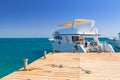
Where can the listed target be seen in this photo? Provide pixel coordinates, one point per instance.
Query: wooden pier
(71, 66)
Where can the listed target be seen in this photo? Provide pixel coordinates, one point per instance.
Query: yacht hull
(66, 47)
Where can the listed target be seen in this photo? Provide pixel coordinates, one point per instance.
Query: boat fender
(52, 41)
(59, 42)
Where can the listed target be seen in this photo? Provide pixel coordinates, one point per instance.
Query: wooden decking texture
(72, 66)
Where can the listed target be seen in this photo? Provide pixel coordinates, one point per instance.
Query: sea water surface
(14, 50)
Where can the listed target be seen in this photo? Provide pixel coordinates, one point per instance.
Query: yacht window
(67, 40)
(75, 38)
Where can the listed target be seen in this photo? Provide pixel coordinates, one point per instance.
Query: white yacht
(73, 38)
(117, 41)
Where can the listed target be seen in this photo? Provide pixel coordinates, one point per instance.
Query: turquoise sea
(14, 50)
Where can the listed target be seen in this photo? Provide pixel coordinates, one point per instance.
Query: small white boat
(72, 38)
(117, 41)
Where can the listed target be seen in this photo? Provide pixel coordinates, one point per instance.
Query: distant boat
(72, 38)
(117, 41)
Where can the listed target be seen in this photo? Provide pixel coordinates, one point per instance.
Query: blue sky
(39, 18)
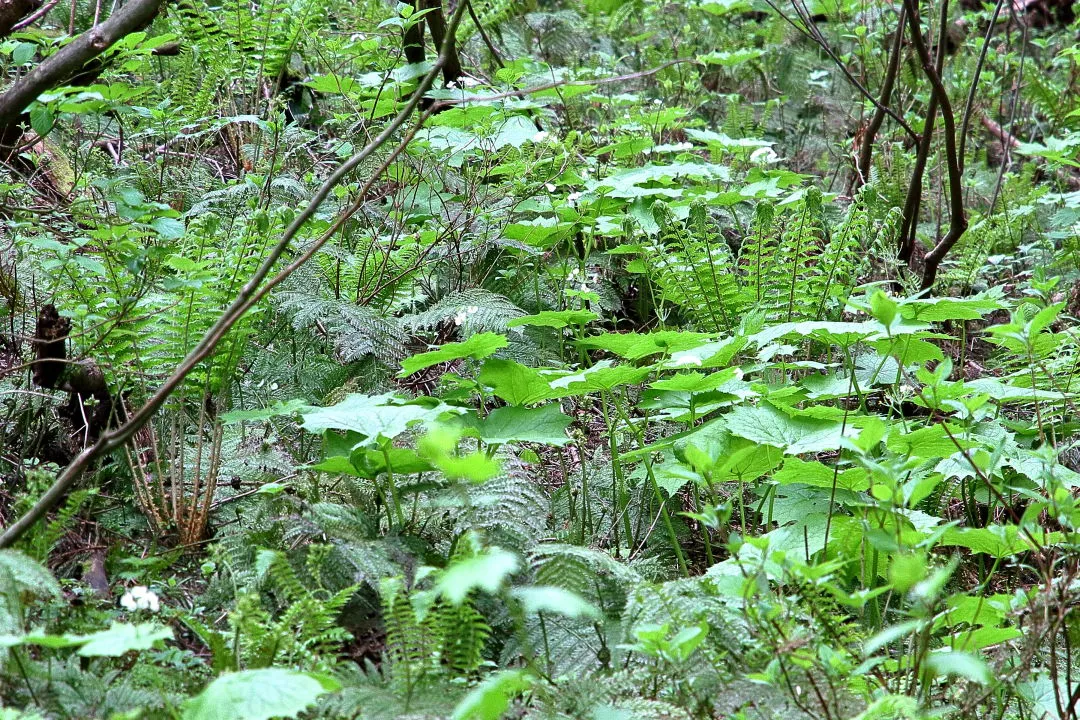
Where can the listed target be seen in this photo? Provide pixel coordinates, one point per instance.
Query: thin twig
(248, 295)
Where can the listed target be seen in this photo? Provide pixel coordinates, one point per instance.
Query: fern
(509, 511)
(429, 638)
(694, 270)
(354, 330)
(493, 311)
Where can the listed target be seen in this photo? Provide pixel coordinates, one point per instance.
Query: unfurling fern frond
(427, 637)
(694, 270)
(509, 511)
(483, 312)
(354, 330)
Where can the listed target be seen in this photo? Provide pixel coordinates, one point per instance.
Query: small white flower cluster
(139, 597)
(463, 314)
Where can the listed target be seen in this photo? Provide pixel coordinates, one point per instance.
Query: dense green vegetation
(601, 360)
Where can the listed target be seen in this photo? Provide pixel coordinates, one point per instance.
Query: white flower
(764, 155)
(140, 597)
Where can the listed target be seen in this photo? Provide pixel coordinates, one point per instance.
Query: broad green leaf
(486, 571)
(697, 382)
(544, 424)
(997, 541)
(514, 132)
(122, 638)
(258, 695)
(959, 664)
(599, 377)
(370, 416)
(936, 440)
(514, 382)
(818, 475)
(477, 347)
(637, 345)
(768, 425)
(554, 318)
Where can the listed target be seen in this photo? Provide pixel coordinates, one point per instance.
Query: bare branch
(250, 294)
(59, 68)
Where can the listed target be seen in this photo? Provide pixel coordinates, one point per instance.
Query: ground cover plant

== Written task ==
The records above need to be restated word for word, with the pictures left out.

== Output of the task ==
Where can the listed target be seen in this photo? Provide pixel coordinates, one point per instance.
Query: wooden pier
(71, 66)
Where can the listed target be seen in this photo? Provide pixel coordinates, one point per instance.
Query: yacht hull
(66, 47)
Where can the listed target be seen in this photo? Provide pixel coordinates, one point per instance.
Query: boat fender
(52, 41)
(59, 42)
Where can the listed target be seen in this photo? Provide pixel coordinates, one point per instance.
Query: wooden decking texture
(72, 66)
Where can the listed target be seen in this photo? Provide pixel coordinates, one point per instance.
Query: sea water surface
(14, 50)
Where can the listed target be seen in this photo? Provide pixel coordinates, one point per instance.
Query: yacht window
(67, 40)
(75, 38)
Where can the listed target be seen in this photo? Provide pixel coordinates, one point per instance.
Query: white yacht
(73, 38)
(117, 41)
Where can the listed target be seen in this photo? Provide pixel coordinates, one point per instance.
Query: turquoise sea
(14, 50)
Where can the listed target be seen in this photo? Provide pixel coordinates, one point per instance.
Query: small white boat
(72, 38)
(117, 41)
Where can the listed target be seen in this photo? Provide pixel coordinates, one point per instance.
Query: distant boat
(72, 38)
(117, 41)
Where can the listed target be seen in this photo? Provide pixel coordinates, one point per instance.
Query: blue sky
(39, 18)
Where can the listed target be seen in this photo? Provide pixel coordinates, one point per instance.
Query: thin twig
(248, 295)
Where can the listed target be seen in this photo? Provide pixel coordinates, one point per instance.
Query: fern
(509, 511)
(429, 638)
(694, 270)
(354, 330)
(493, 311)
Where can the listed target be seen in this photo? Provide pixel coordinates, one point per instance.
Query: unfurling fern frond
(427, 637)
(694, 270)
(509, 511)
(483, 312)
(354, 330)
Where can the listed target be seen in this photo? Provide pixel coordinates, one point per instance.
Query: small white flower cluster
(139, 597)
(463, 314)
Where can the listed target be seen in this photo? Provide pixel coordinates, one point per instance.
Query: dense green vegetation
(601, 360)
Where can the listed target be seen in this photo? Provide pixel coordinates, one point per instance.
Query: white flower
(764, 155)
(140, 597)
Where can the listed target be seen in this photo? Provide pixel coordinates, one point per instance.
Query: broad green leaf
(486, 571)
(697, 382)
(544, 424)
(997, 541)
(514, 132)
(122, 638)
(258, 695)
(959, 664)
(599, 377)
(370, 416)
(936, 440)
(514, 382)
(818, 475)
(477, 347)
(637, 345)
(768, 425)
(554, 318)
Where can the listed target be seen in this photo? Provide pixel coordinates, one point per instance.
Query: bare branch
(250, 294)
(59, 68)
Where can the listed target be seen in this photo? Provide pixel coordinates, one point per instance.
Query: ground cover plant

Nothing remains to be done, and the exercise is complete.